- _Job item_: Copy the following lines word for word, leaving out the pictures.

(Beginning of Listed records)

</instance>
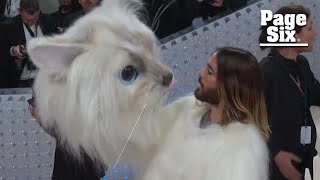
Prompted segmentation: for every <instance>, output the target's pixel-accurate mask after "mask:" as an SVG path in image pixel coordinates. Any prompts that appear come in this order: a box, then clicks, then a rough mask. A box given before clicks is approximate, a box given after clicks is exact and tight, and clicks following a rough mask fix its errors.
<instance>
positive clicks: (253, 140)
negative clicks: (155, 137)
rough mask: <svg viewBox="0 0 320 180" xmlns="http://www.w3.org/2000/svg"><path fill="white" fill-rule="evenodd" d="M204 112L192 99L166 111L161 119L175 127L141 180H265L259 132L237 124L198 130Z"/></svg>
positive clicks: (232, 124) (168, 109) (173, 107)
mask: <svg viewBox="0 0 320 180" xmlns="http://www.w3.org/2000/svg"><path fill="white" fill-rule="evenodd" d="M207 110H208V107H207V106H206V105H203V106H198V105H196V100H195V98H194V97H193V96H191V97H185V98H183V99H181V100H179V101H177V102H175V103H173V104H172V105H170V106H168V107H166V109H165V110H164V112H165V113H163V114H165V115H166V116H165V117H163V118H166V119H175V120H176V121H177V123H176V124H175V127H174V128H173V129H172V131H171V133H170V134H169V135H168V137H169V138H168V140H167V142H166V143H165V144H164V146H163V148H162V149H161V150H160V151H159V153H157V156H156V157H155V158H154V159H153V162H152V163H151V165H150V166H149V169H148V171H147V174H146V175H145V177H144V179H145V180H149V179H152V180H163V179H170V180H171V179H172V180H198V179H199V180H200V179H201V180H268V176H269V172H268V163H269V159H268V149H267V145H266V143H265V141H264V139H263V137H262V136H261V134H260V132H259V130H258V129H257V128H256V127H255V126H253V125H250V124H247V125H245V124H241V123H238V122H234V123H232V124H229V125H228V126H227V127H225V128H222V127H221V126H219V125H212V126H210V127H208V128H207V129H200V128H199V121H200V118H201V117H202V115H203V114H204V113H205V112H206V111H207ZM168 123H169V122H168Z"/></svg>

(End of Listed records)

- _Your response_:
</instance>
Prompted segmentation: for every <instance>, output the target's pixel-accurate mask after "mask:" as an SVG path in image pixel coordinates. Any prompts that appear come in this order: a box, then clicks, then a rough mask. A box given before clicks is approximate, a box given after clicks is exact and tight, and clicks following a rough mask fix its errors.
<instance>
positive clicks: (253, 140)
negative clicks: (155, 137)
rough mask: <svg viewBox="0 0 320 180" xmlns="http://www.w3.org/2000/svg"><path fill="white" fill-rule="evenodd" d="M204 112L192 99L166 111L161 119L175 127L141 180H265L259 132L237 124L198 130Z"/></svg>
positive clicks: (232, 124) (168, 109) (173, 107)
mask: <svg viewBox="0 0 320 180" xmlns="http://www.w3.org/2000/svg"><path fill="white" fill-rule="evenodd" d="M207 110H208V107H207V106H206V105H203V106H198V105H196V100H195V98H194V97H193V96H191V97H185V98H183V99H181V100H179V101H177V102H175V103H173V104H172V105H170V106H168V107H166V109H165V110H164V112H165V113H163V114H165V115H166V116H165V117H163V118H166V119H175V120H176V121H177V123H176V124H175V127H174V128H173V129H172V131H171V133H170V134H169V135H168V137H169V138H168V140H167V142H166V143H165V144H164V146H163V148H162V149H161V150H160V151H159V153H157V156H156V157H155V158H154V159H153V162H152V163H151V165H150V166H149V169H148V171H147V174H146V175H145V177H144V179H145V180H149V179H152V180H163V179H170V180H171V179H172V180H198V179H199V180H200V179H201V180H268V176H269V172H268V163H269V159H268V149H267V145H266V143H265V141H264V139H263V137H262V136H261V134H260V132H259V130H258V129H257V128H256V127H255V126H253V125H250V124H247V125H245V124H241V123H238V122H234V123H232V124H229V125H228V126H227V127H225V128H222V127H221V126H219V125H212V126H210V127H208V128H207V129H200V128H199V121H200V118H201V117H202V115H203V114H204V113H205V112H206V111H207ZM168 123H169V122H168Z"/></svg>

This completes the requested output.